___ Extracted material ___

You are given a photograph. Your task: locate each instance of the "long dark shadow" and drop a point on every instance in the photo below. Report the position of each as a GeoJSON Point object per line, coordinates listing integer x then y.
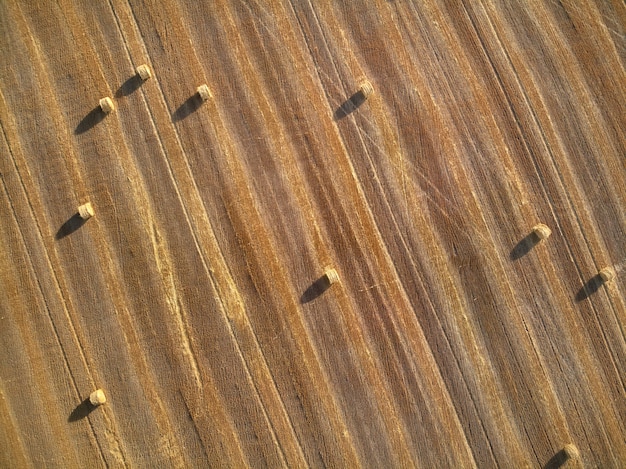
{"type": "Point", "coordinates": [316, 289]}
{"type": "Point", "coordinates": [191, 105]}
{"type": "Point", "coordinates": [71, 225]}
{"type": "Point", "coordinates": [349, 106]}
{"type": "Point", "coordinates": [589, 288]}
{"type": "Point", "coordinates": [81, 411]}
{"type": "Point", "coordinates": [524, 246]}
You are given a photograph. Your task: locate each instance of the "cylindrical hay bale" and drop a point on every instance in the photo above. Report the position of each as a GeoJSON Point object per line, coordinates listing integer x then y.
{"type": "Point", "coordinates": [144, 72]}
{"type": "Point", "coordinates": [86, 211]}
{"type": "Point", "coordinates": [106, 104]}
{"type": "Point", "coordinates": [97, 397]}
{"type": "Point", "coordinates": [607, 274]}
{"type": "Point", "coordinates": [571, 452]}
{"type": "Point", "coordinates": [542, 231]}
{"type": "Point", "coordinates": [204, 92]}
{"type": "Point", "coordinates": [366, 89]}
{"type": "Point", "coordinates": [331, 276]}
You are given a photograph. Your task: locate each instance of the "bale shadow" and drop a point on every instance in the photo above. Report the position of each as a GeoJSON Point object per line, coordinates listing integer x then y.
{"type": "Point", "coordinates": [589, 288]}
{"type": "Point", "coordinates": [90, 120]}
{"type": "Point", "coordinates": [524, 246]}
{"type": "Point", "coordinates": [191, 105]}
{"type": "Point", "coordinates": [349, 106]}
{"type": "Point", "coordinates": [71, 225]}
{"type": "Point", "coordinates": [81, 411]}
{"type": "Point", "coordinates": [556, 461]}
{"type": "Point", "coordinates": [316, 289]}
{"type": "Point", "coordinates": [129, 86]}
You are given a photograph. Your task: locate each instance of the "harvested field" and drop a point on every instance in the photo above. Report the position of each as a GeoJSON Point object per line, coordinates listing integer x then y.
{"type": "Point", "coordinates": [198, 295]}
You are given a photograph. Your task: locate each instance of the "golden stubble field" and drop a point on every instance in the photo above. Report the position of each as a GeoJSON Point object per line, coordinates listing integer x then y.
{"type": "Point", "coordinates": [195, 296]}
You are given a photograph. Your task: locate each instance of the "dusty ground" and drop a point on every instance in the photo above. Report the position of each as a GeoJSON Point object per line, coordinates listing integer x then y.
{"type": "Point", "coordinates": [193, 297]}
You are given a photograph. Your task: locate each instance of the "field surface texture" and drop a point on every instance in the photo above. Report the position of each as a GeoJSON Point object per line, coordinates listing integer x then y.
{"type": "Point", "coordinates": [196, 297]}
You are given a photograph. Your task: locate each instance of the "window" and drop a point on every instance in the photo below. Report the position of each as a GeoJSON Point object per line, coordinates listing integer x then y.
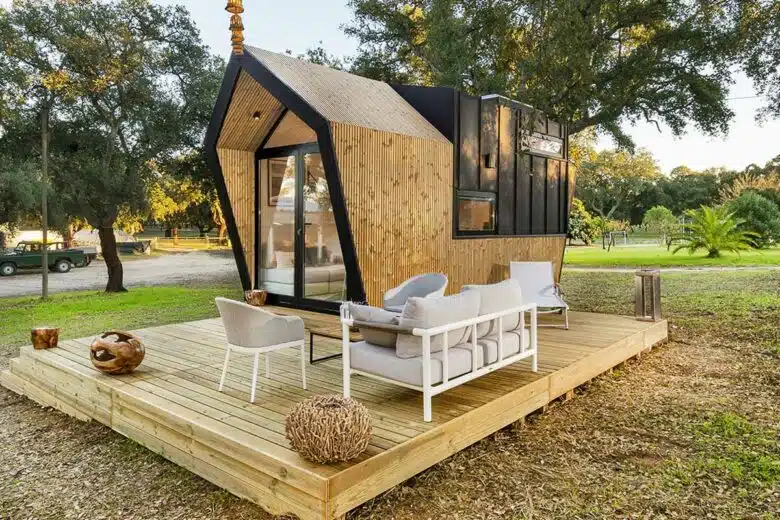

___

■ Required work
List each line of the data above that contains the string "below", with case counting toward a match.

■ Task solution
You are given a photograph. Your task: locate each instance of the "long dark shadow" and drop a point on every instance in the photo below. Report the position of each as a GeoJSON Point object per line, coordinates listing integer x then y.
You are given a photograph. Your task: locate each instance of the "window" and drop a point on every instance in the photo below. Report the position of each as a GeoJSON Point object per line, coordinates listing integer x then y.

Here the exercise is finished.